Document segment
- - - - - - -

2.6.2 Graphs (ggplot2)
2.6.2.1 Time of Day Plot
To better understand patterns in the data, we visualize shooting counts by time of day using a bar chart.
shooting_time<- shooting_clean %>%
group_by(time_of_day,boro) %>%
summarize(total=n())`summarise()` has grouped output by 'time_of_day'. You can override using the
`.groups` argument.
ggplot(shooting_time, aes(x = time_of_day, y = total, fill = time_of_day)) +
geom_col() +
labs(title = "Time of Shootings in NYC",
x = "Time of Day", y = "Number of Shootings",fill="Time of Day") +
theme_minimal(base_size = 12) +
theme(plot.title = element_text(size = 17, family = "Georgia", face = "bold"),
axis.title.x = element_text(size = 12, family = "Georgia"),
axis.title.y = element_text(size = 12, family = "Georgia"))

- - - - - - -

Dataset extract
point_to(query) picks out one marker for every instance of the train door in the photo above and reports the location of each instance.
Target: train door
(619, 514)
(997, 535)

- - - - - - -

Written instruction
Extend the ggplot2 walkthrough on New York City shooting data, beginning after its final line of code. The listing has no connection to the ggplot2 walkthrough on New York City shooting data.

Result of the exercise
Interpretation:
We group shootings by time of day and borough, count the number of incidents, and create a bar chart showing total shootings by time of day. The fewest shooting incidents occur during the Afternoon.
2.6.2.2 Sex of Perpetrator Plot
Next, we visualize the number of shooting incidents by perpetrator sex across boroughs using a faceted bar chart.
shooting_clean_perp_sex<- shooting_clean_sex %>%
group_by(perp_sex,boro) %>%
summarize(total=n())`summarise()` has grouped output by 'perp_sex'. You can override using the
`.groups` argument.
shooting_clean_perp_sex <- shooting_clean_perp_sex %>%
mutate(
perp_sex = factor(perp_sex, levels = c("F","M"),
labels = c("Female","Male")))
ggplot(shooting_clean_perp_sex, aes(x = perp_sex, y = total, fill = perp_sex)) +
geom_col() +
facet_wrap(~ boro) +
labs(
title = "Shootings by Sex of Perpetrator (Faceted by Borough)",
x = "Perpetrator Sex", y = "Number of Shootings", fill = "Perpetrator Sex"
) +
theme_minimal(base_size = 12) +
theme(
plot.title = element_text(size = 17, family = "sans", face = "bold"),
axis.title.x = element_text(size = 12, family = "sans"),
axis.title.y = element_text(size = 12, family = "sans")
)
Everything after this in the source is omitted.